··· Passage to read

= Blotto (band) =

American rock band

Blotto was an American rock band from Albany, New York, known for mixing music and humor. They formed in 1978 from the Star Spangled Washboard Band, a comedy jug band whom The New York Times described as "reminiscent of collision between the Earl Scruggs Review and the Three Stooges." Blotto's music combined new wave and soul/R&B with comedic themes.

==History==

The band began as a pickup group in Saratoga Springs at a club then known as 17 Maple Ave. (later The Metro), with three Washboard Band alumni (who took the stage names Bowtie Blotto, Sergeant Blotto, and Broadway Blotto), plus a drummer and a bassist (Lee Harvey Blotto, and Cheese Blotto).

They were joined by Blanche Blotto, who contributed vocals and keyboards and inspired the band's drumhead lady logo. They played in the New York City area at clubs such as The Ritz, SNAFU, Eighty-Eight, and My Father's Place. DJ Vin Scelsa of WNEW-FM picked up on their initial recording of "I Wanna Be a Lifeguard," which soon became the theme song of the Jones Beach Lifeguards. Their songs were played on the Dr. Demento Show, and they appeared on television's Uncle Floyd Show. They toured frequently and were popular primarily in the northeastern United States, especially among college students.

After releasing two EPs on their own Blotto Records label, they produced an early music video for "I Wanna Be a Lifeguard" with video production students at SUNY Albany. The video was played on MTV's very first day on the air in 1981 and continued in frequent rotation. This exposure helped the band produce their album Combo Akimbo, which was released with assistance from Peter Pan Records, as well as a "Video 45" on VHS from Sony with three videos of Blotto songs that also received exposure from airplay on MTV, including "Metalhead," with Donald "Buck Dharma" Roeser from Blue Öyster Cult on lead guitar. Blotto worked with producer Bob Clearmountain on one song on the album. North Lake Sound Chief Engineer, Chris Cassone, produced and engineered the rest of Combo Akimbo.

The group disbanded in 1984 with the players pursuing more profitable interests. Drummer Lee Harvey Blotto (Paul Rapp) graduated from Albany Law School, became an attorney and continued to play with the band as "F. Lee Harvey Blotto" (a pun on the names of famous lawyer F. Lee Bailey and JFK assassin Lee Harvey Oswald). Keyboardist and vocalist "Blanche Blotto" (Helena Binder) went on to direct plays and operas.

······
··· Recorded data

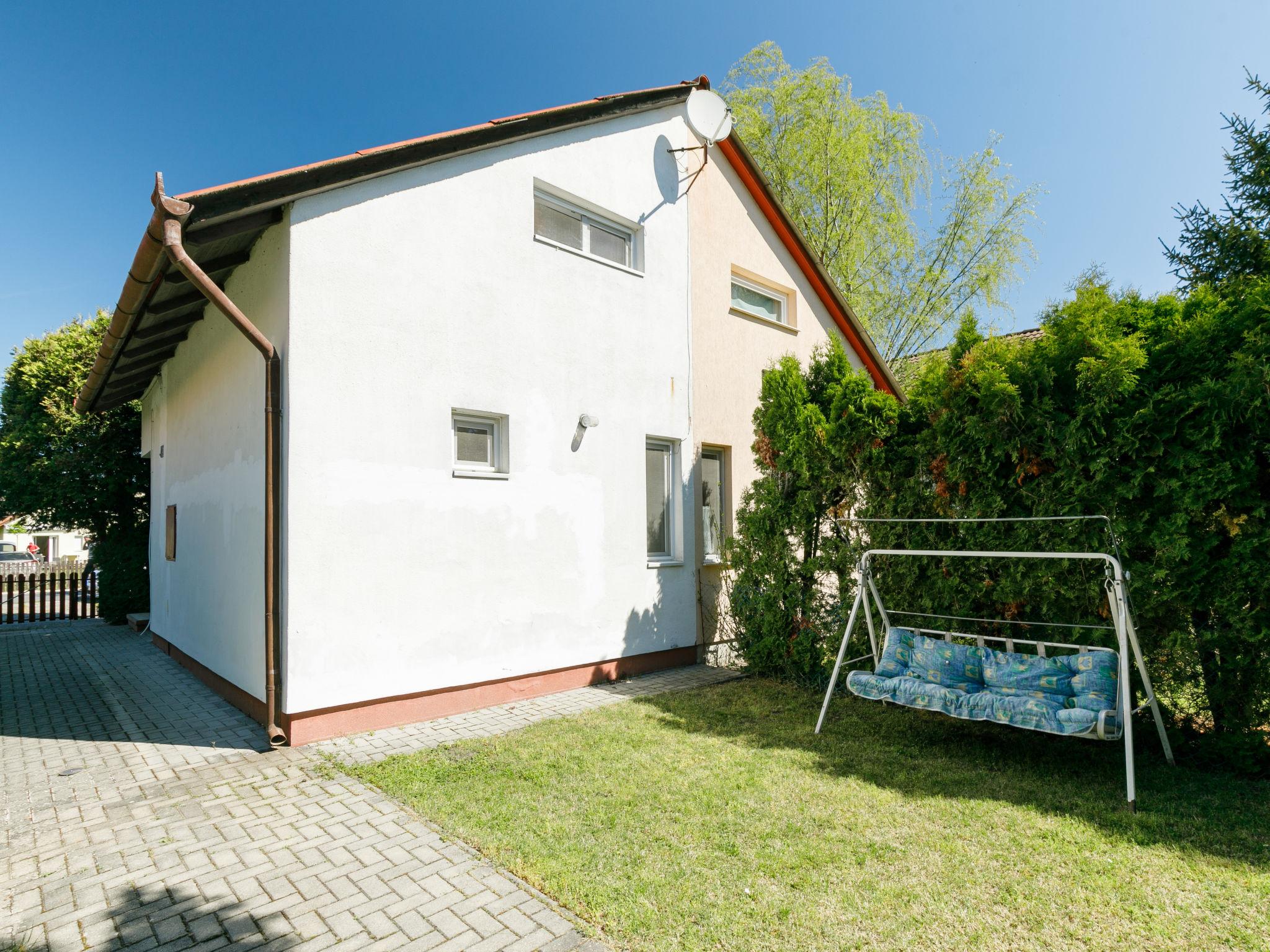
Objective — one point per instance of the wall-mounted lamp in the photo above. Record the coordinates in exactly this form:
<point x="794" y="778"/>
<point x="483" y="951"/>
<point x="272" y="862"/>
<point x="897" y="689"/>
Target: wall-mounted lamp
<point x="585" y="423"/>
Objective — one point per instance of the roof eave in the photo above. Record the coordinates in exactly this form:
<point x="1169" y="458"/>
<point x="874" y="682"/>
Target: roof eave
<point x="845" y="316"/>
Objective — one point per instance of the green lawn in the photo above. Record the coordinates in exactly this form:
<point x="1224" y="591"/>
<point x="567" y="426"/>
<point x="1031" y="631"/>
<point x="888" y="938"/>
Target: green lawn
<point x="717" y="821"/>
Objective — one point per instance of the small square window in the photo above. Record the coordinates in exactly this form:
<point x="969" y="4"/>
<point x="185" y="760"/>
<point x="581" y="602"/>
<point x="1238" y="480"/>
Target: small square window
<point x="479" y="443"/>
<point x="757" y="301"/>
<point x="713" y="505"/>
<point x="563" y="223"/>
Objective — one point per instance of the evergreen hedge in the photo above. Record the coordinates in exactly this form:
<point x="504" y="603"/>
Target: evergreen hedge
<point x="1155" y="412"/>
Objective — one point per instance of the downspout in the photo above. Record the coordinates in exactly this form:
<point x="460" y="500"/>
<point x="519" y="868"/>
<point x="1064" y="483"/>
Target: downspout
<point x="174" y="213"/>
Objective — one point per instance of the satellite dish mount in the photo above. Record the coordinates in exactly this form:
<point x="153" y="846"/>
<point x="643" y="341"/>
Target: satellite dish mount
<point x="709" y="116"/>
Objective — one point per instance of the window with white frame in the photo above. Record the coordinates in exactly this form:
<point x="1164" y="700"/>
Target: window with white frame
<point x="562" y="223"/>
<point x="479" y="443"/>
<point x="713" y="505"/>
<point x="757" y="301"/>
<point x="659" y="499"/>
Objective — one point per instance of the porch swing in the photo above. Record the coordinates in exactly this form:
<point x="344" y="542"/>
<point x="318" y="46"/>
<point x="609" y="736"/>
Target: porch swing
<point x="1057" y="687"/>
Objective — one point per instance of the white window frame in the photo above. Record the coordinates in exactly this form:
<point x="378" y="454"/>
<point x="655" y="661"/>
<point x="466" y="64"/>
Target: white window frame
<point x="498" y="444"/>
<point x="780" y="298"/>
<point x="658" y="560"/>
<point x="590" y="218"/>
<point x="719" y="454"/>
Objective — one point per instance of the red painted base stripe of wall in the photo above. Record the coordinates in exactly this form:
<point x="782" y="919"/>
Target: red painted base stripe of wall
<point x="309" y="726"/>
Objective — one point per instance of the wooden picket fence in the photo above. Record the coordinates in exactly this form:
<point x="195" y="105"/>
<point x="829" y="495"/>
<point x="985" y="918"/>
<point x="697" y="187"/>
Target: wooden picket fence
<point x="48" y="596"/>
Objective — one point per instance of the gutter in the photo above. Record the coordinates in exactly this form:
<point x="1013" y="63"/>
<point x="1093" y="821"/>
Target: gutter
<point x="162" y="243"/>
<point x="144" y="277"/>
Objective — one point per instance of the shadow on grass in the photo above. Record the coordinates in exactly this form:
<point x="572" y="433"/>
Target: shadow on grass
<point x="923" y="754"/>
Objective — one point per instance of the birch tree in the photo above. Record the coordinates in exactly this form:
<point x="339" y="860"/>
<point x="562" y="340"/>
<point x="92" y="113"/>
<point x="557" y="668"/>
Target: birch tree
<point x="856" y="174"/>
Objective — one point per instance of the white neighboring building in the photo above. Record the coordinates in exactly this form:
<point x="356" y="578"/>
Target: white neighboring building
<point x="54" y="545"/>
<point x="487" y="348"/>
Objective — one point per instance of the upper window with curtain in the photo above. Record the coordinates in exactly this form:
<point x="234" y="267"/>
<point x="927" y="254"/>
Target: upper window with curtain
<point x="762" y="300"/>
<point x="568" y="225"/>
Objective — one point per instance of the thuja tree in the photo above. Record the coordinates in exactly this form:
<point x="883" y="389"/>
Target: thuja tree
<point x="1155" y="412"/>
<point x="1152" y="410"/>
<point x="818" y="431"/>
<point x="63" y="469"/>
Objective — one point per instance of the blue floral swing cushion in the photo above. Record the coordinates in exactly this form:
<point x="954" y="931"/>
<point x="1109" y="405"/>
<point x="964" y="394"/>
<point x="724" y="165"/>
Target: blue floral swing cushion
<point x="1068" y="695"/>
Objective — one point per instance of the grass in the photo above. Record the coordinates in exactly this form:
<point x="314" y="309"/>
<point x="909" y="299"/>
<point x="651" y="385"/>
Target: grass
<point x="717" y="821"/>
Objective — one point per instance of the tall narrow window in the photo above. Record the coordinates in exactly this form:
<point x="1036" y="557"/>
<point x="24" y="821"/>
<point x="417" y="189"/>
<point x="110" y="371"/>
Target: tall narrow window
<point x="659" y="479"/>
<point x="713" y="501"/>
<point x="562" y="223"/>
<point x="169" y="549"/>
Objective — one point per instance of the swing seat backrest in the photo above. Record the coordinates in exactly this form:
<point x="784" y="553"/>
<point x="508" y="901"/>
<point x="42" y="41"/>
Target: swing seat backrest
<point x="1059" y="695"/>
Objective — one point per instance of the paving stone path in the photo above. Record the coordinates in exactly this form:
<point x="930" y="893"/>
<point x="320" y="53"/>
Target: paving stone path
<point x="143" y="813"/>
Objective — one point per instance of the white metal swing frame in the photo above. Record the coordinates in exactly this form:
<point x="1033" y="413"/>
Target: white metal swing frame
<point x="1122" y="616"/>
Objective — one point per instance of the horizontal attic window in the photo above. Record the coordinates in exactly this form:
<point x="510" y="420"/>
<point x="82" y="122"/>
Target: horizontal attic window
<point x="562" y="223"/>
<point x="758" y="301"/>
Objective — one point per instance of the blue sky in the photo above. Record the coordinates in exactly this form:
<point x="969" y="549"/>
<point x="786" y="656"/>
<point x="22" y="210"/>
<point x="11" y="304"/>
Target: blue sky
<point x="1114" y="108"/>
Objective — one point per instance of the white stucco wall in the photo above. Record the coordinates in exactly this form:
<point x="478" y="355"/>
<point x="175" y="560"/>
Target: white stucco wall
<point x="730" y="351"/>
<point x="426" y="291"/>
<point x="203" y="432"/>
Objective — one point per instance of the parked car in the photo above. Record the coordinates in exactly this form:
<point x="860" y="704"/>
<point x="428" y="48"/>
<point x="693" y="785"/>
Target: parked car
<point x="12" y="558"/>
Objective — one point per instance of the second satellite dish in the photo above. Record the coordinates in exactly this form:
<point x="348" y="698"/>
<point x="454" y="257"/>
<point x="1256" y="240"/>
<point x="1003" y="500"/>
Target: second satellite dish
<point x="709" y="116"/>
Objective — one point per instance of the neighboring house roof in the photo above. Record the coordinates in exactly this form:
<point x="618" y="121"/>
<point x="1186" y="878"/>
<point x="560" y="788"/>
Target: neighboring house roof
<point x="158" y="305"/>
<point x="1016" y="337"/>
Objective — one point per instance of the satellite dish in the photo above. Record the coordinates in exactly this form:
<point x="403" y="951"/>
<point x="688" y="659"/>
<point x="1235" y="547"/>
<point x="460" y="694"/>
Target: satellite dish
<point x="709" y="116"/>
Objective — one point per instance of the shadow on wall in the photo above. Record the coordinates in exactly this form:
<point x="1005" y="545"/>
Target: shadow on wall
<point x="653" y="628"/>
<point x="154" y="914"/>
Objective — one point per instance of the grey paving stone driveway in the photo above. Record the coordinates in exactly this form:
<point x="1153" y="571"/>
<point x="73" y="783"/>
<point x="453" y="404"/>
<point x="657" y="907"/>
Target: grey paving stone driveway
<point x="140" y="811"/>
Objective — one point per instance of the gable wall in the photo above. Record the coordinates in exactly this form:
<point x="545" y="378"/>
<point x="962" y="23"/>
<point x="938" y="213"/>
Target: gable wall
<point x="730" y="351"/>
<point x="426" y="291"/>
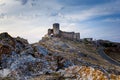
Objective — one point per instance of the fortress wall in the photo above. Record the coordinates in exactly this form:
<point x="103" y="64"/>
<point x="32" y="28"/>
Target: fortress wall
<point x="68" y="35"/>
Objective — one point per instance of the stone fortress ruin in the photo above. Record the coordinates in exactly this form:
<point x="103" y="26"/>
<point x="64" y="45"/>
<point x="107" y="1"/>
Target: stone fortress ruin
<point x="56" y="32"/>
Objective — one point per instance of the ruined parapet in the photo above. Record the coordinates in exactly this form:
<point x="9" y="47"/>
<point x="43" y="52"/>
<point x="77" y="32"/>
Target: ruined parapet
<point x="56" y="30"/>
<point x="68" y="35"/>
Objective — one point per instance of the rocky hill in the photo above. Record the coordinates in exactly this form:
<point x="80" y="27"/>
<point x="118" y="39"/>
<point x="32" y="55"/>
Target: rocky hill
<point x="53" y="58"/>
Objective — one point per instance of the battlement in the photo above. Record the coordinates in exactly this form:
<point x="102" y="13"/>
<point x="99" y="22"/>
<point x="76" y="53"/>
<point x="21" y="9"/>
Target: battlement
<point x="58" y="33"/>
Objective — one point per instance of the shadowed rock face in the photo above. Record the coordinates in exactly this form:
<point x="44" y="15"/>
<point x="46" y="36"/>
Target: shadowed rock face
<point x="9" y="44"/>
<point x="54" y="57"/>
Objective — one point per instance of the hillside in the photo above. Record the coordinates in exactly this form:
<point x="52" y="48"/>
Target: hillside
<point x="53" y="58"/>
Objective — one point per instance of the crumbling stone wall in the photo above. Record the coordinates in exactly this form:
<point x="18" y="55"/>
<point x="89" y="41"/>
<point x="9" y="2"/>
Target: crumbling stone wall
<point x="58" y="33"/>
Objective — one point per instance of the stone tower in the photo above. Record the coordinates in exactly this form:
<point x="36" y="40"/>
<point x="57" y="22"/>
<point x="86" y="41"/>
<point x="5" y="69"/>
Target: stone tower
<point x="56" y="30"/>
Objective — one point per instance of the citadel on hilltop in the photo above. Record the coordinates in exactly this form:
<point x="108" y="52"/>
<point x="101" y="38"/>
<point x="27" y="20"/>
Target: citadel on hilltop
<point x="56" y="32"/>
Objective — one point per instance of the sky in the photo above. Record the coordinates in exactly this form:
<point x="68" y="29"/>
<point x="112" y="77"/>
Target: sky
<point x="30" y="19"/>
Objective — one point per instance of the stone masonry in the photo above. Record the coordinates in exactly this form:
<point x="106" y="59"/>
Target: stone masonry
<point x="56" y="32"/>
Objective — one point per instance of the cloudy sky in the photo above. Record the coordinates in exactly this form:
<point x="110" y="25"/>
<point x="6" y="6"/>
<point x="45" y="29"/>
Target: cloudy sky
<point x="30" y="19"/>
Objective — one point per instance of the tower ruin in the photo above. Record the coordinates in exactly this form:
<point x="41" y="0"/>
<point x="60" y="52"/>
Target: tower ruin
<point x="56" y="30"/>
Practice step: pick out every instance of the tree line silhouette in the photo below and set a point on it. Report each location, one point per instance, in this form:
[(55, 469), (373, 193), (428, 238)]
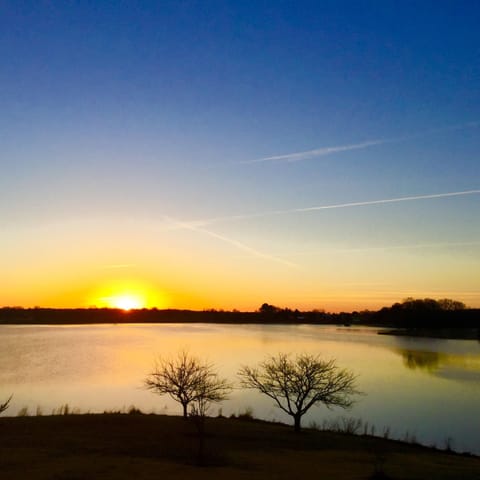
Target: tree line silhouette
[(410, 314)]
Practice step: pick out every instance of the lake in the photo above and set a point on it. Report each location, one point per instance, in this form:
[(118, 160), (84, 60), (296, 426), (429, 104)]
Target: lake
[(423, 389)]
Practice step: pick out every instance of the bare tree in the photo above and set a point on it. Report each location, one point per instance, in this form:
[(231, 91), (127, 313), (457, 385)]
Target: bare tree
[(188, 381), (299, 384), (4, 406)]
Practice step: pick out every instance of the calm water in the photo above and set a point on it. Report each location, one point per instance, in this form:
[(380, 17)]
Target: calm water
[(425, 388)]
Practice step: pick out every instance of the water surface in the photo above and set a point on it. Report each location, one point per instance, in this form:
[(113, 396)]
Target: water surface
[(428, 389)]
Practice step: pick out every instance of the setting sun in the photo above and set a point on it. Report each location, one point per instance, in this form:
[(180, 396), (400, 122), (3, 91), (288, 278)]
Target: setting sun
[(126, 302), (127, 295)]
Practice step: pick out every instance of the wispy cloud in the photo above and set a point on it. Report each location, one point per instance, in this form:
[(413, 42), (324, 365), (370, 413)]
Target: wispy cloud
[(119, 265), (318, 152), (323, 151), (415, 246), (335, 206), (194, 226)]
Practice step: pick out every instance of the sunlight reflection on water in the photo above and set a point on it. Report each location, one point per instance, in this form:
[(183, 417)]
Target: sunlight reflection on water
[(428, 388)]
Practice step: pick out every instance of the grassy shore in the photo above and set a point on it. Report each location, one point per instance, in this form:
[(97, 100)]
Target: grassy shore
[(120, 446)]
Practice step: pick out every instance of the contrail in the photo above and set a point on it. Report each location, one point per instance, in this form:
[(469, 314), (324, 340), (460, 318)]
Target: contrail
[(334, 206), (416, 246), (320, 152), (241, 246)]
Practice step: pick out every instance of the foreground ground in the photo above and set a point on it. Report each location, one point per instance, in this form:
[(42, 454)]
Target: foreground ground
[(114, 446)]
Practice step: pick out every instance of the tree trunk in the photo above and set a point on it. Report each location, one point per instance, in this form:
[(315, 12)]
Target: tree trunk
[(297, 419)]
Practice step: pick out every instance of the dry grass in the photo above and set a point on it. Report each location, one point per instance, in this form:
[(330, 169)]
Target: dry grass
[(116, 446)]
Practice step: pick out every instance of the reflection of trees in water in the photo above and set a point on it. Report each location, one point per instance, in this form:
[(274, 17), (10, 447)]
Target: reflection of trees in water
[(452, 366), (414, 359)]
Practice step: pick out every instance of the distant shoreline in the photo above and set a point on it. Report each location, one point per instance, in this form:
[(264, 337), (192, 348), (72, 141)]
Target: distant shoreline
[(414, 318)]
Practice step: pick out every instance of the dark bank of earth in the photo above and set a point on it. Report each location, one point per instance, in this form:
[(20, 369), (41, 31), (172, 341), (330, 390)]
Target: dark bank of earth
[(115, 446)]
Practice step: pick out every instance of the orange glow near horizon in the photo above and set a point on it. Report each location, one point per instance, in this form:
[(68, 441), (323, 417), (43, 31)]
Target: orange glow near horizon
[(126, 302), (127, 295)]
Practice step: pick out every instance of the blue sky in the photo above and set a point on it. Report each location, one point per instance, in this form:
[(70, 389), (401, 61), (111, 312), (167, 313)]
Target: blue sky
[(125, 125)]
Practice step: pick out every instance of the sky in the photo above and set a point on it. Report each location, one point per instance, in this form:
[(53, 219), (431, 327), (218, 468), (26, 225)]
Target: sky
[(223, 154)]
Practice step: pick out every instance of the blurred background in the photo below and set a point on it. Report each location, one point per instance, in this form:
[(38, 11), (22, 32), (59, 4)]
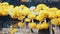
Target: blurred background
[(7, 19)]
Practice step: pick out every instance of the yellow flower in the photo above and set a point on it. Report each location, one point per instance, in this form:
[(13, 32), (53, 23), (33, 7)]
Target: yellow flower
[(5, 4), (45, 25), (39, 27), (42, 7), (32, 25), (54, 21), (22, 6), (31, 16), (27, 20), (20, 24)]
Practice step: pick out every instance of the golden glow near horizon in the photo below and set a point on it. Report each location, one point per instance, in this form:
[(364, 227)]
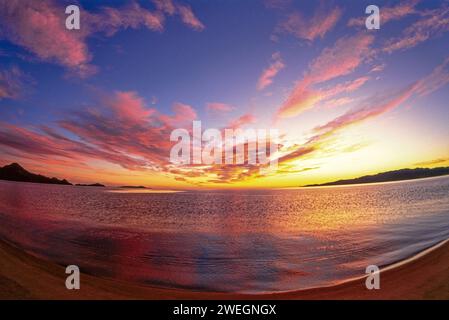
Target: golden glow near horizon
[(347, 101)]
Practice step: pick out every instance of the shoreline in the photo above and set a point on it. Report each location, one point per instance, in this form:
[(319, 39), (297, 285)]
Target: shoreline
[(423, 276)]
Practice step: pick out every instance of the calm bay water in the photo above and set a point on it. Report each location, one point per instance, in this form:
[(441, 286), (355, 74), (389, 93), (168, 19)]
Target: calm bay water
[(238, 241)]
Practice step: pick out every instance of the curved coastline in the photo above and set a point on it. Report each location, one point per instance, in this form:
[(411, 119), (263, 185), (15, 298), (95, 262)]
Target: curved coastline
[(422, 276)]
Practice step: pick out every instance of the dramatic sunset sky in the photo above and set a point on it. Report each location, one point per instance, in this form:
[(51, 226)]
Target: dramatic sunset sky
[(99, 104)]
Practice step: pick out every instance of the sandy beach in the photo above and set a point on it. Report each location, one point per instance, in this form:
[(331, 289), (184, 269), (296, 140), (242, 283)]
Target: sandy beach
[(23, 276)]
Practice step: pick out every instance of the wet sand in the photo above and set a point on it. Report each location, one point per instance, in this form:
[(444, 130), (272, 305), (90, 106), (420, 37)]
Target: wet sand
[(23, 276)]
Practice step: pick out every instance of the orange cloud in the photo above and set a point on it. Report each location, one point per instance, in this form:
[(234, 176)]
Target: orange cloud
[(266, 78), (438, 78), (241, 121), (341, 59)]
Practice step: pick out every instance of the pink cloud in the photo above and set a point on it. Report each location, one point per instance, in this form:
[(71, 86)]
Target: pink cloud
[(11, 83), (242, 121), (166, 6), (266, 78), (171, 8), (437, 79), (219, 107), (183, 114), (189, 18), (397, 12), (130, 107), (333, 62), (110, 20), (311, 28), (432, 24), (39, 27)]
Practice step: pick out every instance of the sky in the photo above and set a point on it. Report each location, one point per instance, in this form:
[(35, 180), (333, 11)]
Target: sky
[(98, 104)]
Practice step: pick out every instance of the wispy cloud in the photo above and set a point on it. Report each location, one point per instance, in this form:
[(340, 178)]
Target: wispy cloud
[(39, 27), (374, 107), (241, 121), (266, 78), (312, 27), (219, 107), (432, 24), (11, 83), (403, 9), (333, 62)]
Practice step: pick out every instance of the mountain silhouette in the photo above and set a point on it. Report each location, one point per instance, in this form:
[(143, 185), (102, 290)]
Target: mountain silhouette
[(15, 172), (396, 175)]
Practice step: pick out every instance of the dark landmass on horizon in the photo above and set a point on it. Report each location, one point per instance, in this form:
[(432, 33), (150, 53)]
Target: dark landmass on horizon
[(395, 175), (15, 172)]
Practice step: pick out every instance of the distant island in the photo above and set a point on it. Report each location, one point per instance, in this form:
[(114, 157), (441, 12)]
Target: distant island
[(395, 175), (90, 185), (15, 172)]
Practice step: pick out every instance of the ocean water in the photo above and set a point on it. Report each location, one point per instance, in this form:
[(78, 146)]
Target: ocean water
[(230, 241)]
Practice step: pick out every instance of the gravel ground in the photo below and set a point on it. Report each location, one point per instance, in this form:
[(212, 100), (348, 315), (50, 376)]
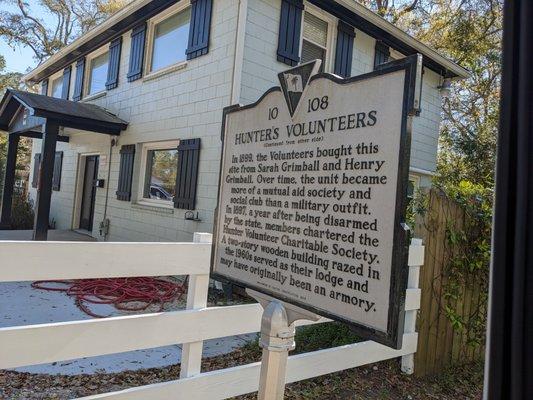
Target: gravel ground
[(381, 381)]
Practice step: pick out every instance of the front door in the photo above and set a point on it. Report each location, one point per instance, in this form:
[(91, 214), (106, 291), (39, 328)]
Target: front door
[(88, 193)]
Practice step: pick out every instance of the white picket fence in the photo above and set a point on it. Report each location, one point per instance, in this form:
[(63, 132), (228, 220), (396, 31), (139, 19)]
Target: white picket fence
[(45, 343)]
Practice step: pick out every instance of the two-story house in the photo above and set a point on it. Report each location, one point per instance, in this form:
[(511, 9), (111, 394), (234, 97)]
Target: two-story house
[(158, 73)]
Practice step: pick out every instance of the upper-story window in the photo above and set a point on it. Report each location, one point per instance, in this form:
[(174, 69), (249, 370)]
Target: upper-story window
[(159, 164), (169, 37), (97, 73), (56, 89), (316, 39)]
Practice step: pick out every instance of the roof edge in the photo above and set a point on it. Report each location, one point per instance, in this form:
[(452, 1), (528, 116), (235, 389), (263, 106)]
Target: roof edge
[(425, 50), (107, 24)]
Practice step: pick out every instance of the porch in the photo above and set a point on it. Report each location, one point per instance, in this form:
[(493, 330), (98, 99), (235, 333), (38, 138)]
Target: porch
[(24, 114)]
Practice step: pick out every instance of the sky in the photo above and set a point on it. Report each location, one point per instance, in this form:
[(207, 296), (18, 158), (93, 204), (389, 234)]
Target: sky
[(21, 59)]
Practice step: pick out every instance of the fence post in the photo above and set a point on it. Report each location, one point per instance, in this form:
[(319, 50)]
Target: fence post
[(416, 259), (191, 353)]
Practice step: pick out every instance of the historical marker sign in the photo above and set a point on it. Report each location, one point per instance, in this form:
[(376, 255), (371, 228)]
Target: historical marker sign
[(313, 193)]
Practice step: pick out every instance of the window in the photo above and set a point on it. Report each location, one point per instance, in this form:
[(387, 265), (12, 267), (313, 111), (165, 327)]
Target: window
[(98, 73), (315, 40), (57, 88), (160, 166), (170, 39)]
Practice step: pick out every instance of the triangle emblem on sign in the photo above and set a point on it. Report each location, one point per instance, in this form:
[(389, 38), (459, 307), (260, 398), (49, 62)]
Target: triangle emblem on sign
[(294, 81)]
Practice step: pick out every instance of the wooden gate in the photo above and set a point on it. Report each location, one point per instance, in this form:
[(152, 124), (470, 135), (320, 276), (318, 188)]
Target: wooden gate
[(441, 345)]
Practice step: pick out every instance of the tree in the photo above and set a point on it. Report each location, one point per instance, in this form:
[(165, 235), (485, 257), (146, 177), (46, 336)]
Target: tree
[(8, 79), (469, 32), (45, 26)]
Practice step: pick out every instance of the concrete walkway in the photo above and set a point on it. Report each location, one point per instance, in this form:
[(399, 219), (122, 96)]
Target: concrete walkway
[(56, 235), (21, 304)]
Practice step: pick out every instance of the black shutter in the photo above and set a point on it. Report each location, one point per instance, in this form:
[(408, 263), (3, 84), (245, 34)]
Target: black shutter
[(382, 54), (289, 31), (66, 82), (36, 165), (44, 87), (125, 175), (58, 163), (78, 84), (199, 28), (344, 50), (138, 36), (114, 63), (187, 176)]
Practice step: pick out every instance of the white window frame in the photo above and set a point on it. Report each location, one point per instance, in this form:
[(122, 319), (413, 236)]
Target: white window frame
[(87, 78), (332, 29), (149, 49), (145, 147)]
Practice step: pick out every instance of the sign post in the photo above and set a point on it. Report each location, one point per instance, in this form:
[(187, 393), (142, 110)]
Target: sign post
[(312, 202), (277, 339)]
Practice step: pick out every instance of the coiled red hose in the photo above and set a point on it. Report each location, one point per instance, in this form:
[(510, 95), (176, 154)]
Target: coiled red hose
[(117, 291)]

······

## [What needs to be done]
List every New York City area club where, according to the text about the band Blotto above, the band played.

## [Written answer]
The Ritz, SNAFU, Eighty-Eight, and My Father's Place.